Begin
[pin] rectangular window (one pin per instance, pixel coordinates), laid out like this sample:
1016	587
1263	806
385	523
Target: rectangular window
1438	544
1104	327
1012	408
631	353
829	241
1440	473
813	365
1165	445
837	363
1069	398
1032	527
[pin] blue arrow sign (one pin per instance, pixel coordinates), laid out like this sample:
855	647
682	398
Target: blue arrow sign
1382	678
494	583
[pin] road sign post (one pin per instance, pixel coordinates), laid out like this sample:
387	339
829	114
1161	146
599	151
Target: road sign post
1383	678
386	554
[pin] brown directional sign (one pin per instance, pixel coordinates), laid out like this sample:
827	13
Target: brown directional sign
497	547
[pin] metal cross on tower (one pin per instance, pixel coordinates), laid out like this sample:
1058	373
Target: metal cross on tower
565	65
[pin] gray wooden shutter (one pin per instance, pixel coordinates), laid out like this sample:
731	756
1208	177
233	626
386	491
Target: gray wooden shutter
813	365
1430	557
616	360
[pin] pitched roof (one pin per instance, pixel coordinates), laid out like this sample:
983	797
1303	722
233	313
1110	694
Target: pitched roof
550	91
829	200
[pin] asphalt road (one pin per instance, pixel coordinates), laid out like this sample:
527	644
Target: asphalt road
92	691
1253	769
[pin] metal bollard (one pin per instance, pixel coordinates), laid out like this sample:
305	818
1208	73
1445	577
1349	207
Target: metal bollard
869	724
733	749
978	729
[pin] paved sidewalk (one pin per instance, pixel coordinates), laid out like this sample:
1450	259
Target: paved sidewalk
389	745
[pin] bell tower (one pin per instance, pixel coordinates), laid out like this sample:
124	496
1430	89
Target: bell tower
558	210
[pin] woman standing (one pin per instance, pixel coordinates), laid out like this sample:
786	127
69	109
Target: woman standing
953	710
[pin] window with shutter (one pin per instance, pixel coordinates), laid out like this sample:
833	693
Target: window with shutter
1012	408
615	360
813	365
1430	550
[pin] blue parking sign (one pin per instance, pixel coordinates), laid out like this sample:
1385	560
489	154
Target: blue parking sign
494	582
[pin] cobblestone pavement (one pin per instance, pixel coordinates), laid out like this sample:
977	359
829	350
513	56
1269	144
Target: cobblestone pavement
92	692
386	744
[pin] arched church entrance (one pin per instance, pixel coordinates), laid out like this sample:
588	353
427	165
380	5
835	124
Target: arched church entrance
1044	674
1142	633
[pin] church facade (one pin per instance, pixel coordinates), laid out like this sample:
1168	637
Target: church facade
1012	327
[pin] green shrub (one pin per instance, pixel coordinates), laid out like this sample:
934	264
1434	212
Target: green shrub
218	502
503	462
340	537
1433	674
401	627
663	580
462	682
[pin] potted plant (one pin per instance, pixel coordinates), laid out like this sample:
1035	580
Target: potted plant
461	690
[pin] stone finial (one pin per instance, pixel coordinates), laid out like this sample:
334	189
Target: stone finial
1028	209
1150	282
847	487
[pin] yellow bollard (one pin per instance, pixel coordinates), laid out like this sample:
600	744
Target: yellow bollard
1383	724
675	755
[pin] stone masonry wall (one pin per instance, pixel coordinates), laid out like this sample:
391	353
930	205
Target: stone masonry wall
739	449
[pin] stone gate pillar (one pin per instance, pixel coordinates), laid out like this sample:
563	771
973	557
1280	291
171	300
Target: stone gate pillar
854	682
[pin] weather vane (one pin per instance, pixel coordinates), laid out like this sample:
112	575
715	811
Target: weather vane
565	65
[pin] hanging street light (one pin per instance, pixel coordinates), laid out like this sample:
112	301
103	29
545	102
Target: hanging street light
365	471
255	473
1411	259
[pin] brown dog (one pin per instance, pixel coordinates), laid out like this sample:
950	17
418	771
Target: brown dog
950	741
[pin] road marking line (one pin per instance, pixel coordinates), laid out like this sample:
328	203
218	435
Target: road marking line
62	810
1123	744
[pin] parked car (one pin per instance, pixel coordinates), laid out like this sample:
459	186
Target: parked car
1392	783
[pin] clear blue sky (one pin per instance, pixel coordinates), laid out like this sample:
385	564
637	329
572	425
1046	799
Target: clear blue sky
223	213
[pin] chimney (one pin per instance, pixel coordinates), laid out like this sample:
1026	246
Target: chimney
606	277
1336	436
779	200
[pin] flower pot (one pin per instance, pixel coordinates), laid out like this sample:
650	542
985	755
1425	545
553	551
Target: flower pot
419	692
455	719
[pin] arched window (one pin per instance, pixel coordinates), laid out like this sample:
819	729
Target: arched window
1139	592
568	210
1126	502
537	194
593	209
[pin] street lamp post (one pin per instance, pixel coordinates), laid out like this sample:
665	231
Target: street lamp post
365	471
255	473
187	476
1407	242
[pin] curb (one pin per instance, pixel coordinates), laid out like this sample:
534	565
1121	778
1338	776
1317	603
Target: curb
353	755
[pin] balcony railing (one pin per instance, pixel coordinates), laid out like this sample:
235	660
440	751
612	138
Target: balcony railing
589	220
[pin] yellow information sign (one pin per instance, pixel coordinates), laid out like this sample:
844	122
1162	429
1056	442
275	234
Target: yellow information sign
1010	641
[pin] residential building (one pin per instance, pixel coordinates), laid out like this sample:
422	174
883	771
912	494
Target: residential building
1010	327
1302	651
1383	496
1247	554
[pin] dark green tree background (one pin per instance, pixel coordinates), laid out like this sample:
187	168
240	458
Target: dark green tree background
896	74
End
Your objective:
Retype the data in full and match it exactly.

Problem solution:
[pin] rectangular window (one pin per instance, pixel coordinates), laid out like this sample:
1016	587
1263	806
385	523
Target: rectangular window
1438	544
1104	327
1012	408
631	353
829	241
1440	473
813	365
1165	445
837	363
1069	398
1032	527
[pin] blue arrow sign (one pin per instance, pixel coordinates), laid out like this sample:
855	647
682	398
Target: blue arrow sign
1382	678
494	583
[pin] road sign post (one pin per instance, pixel coordinates), laid out like this sample:
387	339
829	114
1161	146
599	151
Target: road sign post
1383	678
386	554
[pin] brown directional sign (one pin per instance, pixel coordinates), laid out like this sample:
827	13
Target: brown directional sign
497	547
[pin] metal cross on tower (one pin per instance, pixel coordinates), laid out like this sample:
1058	373
Target: metal cross on tower
565	65
[pin] gray wooden shutter (one pin per instance, pixel coordinates), laid out like this sample:
731	756
1208	177
233	626
386	491
Target: gray wooden shutter
813	365
1430	557
616	360
[pin] pitched roof (one pin per instance, pixel coordinates), laid out like this sample:
983	797
1303	722
233	313
1110	694
Target: pitched roof
550	91
829	200
[pin] asphalt road (one pin per instance, pixel coordinates), laid out like this sample:
527	644
Target: asphalt road
92	691
1253	769
[pin] metal bollard (one pin per instance, pixel coordinates), laid out like this sample:
305	818
1208	73
1445	577
1349	207
Target: metal bollard
869	724
733	749
978	729
[pin] paved sidewalk (one pin per instance, pixel coordinates), laid out like this sample:
1450	259
Target: paved sidewalk
389	745
[pin] bell tower (one pin per instance, pixel coordinates), laid out like this sample:
124	496
1430	89
Target: bell tower
558	210
[pin] woman standing (one pin per instance, pixel coordinates), laid out like this sample:
786	127
69	109
Target: woman standing
953	710
[pin] window with shutter (one pin per instance, pixel coordinates), laid out like this sample:
833	693
Target: window with shutter
1012	408
615	360
813	365
1430	550
[pin] blue parking sign (one pin per instance, pixel coordinates), laid out like this sample:
1385	560
489	154
Target: blue parking sign
494	582
[pin] cobblestone pavement (one pin per instance, pixel coordinates), laid out like this sample:
977	359
829	350
513	56
1269	144
Target: cobblestone pavement
92	692
386	744
[pin] arched church entrance (one pin per instance, pixel coordinates), laid out like this sample:
588	353
427	165
380	5
835	124
Target: arched church entrance
1044	674
1142	633
[pin] church facade (one pin per instance, pixel coordinates), laid out like this sample:
1168	637
Target: church facade
1012	327
[pin] green shrub (one pin per instance, pixel coordinates), laid out like this sample:
934	264
1434	212
Target: green shrub
218	502
503	462
340	537
1433	674
401	627
663	580
462	682
[pin] potted plant (one pin per instance, pixel coordinates), laid out like this sample:
1035	580
Target: potted plant
461	690
[pin] stone finial (one pin per instance, pixel coordinates), laid out like this sample:
334	189
Target: stone finial
1028	209
1150	282
847	487
[pin] yellow bollard (one pin per instance, pixel coordinates), laid out like this sample:
600	744
Target: yellow bollard
1383	724
675	755
[pin] stone masonry wall (one pin per instance, pixel coordinates), laid out like this sample:
391	353
930	205
Target: stone masonry wall
739	449
[pin] stone gate pillar (one pin per instance, pixel coordinates), laid out like this sample:
563	771
973	557
1280	291
171	300
Target: stone gate pillar
854	682
[pin] weather vane (one pin per instance, pixel coordinates), laid out like this sample:
112	575
715	811
Target: weather vane
565	65
[pin] hanging street light (one pin per instance, pixel coordinates), laid out like this sample:
112	301
103	29
545	102
Target: hanging street light
365	471
255	473
1411	259
[pin] brown dog (one pin per instance, pixel coordinates), laid out like this sample:
950	17
418	771
Target: brown dog
950	741
[pin] road marking line (one pin per instance, pixel coordinates), laid out like this sample:
328	203
218	435
Target: road marking line
62	810
1123	744
[pin] parked car (one pin per instance, pixel coordinates), laid out like this sample:
459	186
Target: parked car
1392	783
[pin] clear blue sky (one pin per instance, pixel coordinates), laid out like this sample:
385	564
637	329
572	425
1046	799
Target: clear blue sky
223	213
[pin] chimney (one pin per instance, pixel coordinates), laid out like this sample:
1026	246
Target: chimney
606	277
1336	436
779	200
[pin] flower pot (one pin per instance, pixel coordinates), laid out like this sample:
650	542
985	755
1425	545
553	551
Target: flower pot
419	692
455	719
[pin] arched window (one pin per instance, pixel coordinates), laid out like this sample:
819	729
Target: arched window
1139	592
568	210
1126	502
537	194
593	209
[pin] street lamp post (one pin per instance, pixel coordinates), laid out like this sample:
665	231
Target: street lamp post
365	471
255	473
187	476
1407	242
[pin] curb (one pin per instance, pixel coordinates), laid out like this sample:
534	565
1121	778
1338	776
1317	603
Target: curb
353	755
[pin] balcony railing (one pin per instance, pixel coordinates), laid out like this sample:
235	660
440	751
612	138
Target: balcony railing
589	220
[pin] yellow information sign (one pin per instance, pixel coordinates), laid out like this sample:
844	122
1162	429
1056	442
275	234
Target: yellow information sign
1010	641
[pin] residential building (one pin per instance, pixel coordinates), laid out like this sample:
422	174
883	771
912	494
Target: residential building
1010	327
1302	651
1383	496
1247	554
[pin] dark green tree background (one pin per instance, pixel coordinates), laid out like this sample:
187	168
240	458
Target: dark green tree background
896	74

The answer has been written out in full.